Passage provided:
______

Poster Presentation

Monday, November 5, 2007
10:30 AM - 11:45 AM

Monday, November 5, 2007
1:45 PM - 3:00 PM
This presentation is part of : Rising Stars Posters
Pain in children with Down syndrome: Assessment and intervention by parents
Roswitha B. Davies, MSN, RN, School of Nursing, University of Texas Health Science Center at San Antonio, San Antonio, TX, USA
Learning Objective #1: describe pain expressions in children with Down syndrome as assessed by parents.
Learning Objective #2: describe pain interventions used by parents of children with Down syndrome to relieve pain in their child.

______

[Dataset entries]
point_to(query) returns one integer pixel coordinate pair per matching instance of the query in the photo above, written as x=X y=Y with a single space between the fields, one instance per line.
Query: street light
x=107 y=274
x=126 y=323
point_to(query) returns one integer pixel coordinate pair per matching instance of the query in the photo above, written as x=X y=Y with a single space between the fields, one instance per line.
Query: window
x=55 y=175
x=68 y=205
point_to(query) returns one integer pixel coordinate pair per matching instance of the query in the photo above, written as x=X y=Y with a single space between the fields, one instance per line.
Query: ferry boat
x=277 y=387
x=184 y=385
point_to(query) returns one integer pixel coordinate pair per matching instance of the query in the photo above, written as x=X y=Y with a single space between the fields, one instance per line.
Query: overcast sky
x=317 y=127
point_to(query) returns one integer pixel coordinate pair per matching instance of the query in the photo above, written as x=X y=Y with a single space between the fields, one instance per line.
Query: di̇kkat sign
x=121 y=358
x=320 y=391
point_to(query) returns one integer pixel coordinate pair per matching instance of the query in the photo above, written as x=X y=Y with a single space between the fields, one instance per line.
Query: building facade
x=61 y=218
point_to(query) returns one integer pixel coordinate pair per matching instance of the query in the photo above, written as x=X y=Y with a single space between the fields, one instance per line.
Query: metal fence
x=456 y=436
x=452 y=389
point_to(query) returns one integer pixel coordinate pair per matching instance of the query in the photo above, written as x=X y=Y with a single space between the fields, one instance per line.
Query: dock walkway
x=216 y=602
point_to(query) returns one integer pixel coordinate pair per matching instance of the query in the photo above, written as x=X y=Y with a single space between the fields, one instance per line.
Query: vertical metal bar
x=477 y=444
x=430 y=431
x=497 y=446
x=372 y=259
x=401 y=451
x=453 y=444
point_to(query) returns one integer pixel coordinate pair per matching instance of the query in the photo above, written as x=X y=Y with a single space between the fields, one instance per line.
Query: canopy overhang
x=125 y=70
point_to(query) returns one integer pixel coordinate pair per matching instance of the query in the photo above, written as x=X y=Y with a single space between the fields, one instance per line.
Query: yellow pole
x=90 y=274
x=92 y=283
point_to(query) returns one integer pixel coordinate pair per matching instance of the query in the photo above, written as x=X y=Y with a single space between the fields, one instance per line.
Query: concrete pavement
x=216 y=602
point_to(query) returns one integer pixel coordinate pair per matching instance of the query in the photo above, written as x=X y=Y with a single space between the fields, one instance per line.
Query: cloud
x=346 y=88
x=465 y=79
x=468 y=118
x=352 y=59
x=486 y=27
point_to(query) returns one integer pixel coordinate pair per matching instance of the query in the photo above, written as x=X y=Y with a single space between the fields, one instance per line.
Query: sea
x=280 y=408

______

How would you put this sentence from the poster abstract on pain in children with Down syndrome into Spanish: "Learning Objective #1: describe pain expressions in children with Down syndrome as assessed by parents."

Objetivo de aprendizaje n.º 1: describir las expresiones de dolor en niños con síndrome de Down según la evaluación de los padres.